* **Page extract**:
One of the three founders of superstar CPG venture capital firm CAVU is leaving the fold.
Clayton Christopher, the founder of Sweet Leaf Tea and Deep Eddy Vodka, told BevNET that he’d left an active role within the CAVU organization earlier this year, although he is continuing to work as a board member and advisor to the brands in his portfolio from CAVU’s first two investment pools.
The firm is currently starting to raise money for its third fund, with its remaining partners Rohan Oza and Brett Thomas taking the lead.
Christopher, an Austin-based operator/CEO, formed CAVU with Oza, a world-renowned marketing executive, and Thomas, who brought a background in finance and connections to the outdoor advertising industry, in late 2015.
The combination quickly won attention from the industry and the business press due to its principals’ strong reputations and the three quickly found success raising money and choosing brands. Their first fund raised $156 million; the second, buoyed by the $1.7 billion sale of Bai, an investment Oza had brought to the fund, raised $209 million.
But maintaining offices in three different cities and differences in personal style began to show through. In separate interviews with Christopher and then Oza and Thomas, both the departing partner and the remaining pair cited the communication difficulties that come with disparate offices, as well as philosophical differences with regard to the future of CAVU as the reasons for Christopher’s departure.
“With another fund coming, it was like signing up to work with your partners for another six or seven more years,” Christopher said. “Geographically, it was more challenging than we thought. If we were all under one roof, it probably would have worked better, so we all decided that it would be best if we parted ways.”

* **Provided data**:
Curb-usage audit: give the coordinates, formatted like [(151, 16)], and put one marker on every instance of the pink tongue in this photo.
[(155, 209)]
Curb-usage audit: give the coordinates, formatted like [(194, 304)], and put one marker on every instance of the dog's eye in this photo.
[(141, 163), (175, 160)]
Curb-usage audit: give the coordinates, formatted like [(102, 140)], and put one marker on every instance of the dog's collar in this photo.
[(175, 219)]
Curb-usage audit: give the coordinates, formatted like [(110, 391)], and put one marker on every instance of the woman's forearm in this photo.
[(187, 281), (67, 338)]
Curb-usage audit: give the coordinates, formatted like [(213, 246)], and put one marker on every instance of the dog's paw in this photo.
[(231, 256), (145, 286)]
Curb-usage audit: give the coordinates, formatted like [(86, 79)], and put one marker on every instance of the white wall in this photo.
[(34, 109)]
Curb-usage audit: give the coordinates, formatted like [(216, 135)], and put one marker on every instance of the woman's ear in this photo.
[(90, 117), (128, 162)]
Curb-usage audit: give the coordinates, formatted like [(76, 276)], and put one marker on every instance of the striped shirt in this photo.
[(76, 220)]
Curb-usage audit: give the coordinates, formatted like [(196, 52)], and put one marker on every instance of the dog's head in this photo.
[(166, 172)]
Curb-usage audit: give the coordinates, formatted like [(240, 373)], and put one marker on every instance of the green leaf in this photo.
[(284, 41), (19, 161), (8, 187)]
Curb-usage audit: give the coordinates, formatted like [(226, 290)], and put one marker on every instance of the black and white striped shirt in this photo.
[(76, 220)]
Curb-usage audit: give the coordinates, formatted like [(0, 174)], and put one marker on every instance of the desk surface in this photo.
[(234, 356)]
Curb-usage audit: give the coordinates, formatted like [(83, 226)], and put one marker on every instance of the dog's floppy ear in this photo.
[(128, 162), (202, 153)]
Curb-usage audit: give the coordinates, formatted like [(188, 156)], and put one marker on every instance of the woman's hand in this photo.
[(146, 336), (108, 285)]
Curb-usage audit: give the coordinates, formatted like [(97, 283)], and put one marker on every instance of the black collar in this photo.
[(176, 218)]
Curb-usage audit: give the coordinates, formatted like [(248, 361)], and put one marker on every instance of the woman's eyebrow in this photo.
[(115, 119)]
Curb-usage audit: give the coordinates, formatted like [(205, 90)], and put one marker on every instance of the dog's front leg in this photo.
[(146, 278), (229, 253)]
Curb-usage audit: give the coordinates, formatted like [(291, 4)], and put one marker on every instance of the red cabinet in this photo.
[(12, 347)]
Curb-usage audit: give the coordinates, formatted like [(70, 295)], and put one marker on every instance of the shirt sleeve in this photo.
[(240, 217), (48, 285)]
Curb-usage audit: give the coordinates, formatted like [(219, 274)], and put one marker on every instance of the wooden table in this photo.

* **Direction A**: Transcribe the part of the CAVU article starting at "Christopher, an Austin-based" and ending at "in late 2015.".
* **Direction B**: Go on with the article about Clayton Christopher's departure from CAVU from the point where it stops.
The records have no connection to the CAVU article.

* **Final answer A**:
Christopher, an Austin-based operator/CEO, formed CAVU with Oza, a world-renowned marketing executive, and Thomas, who brought a background in finance and connections to the outdoor advertising industry, in late 2015.

* **Final answer B**:
The firm initially started in late 2015 with Thomas in New York, Oza in Los Angeles and Christopher shuttling between Austin and Jackson Hole, Wyoming. Thomas later moved to L.A.
“We got the ball rolling,” as three partners, Oza said. “But it became tough from a communication standpoint, from a culture standpoint,” to have partners in different locations so early in the enterprise.
“CAVU has gone significantly past me, Brett, and Clayton,” Oza added, noting that a third, fourth, fifth or sixth fund meant long-term commitments.
Christopher said he will remain what he called “highly engaged” as an investor and advisor in the portfolio companies in CAVU’s first two funds. He said he will stay on the boards of several of those companies, including Rebbl, High Brew, Kettle & Fire, Waterloo Sparkling Water, Austin EastCiders, Mighty Swell and Good Culture. He is planning to depart plant-based dairy company Kite Hill’s board in the near future, although CAVU will retain a board seat.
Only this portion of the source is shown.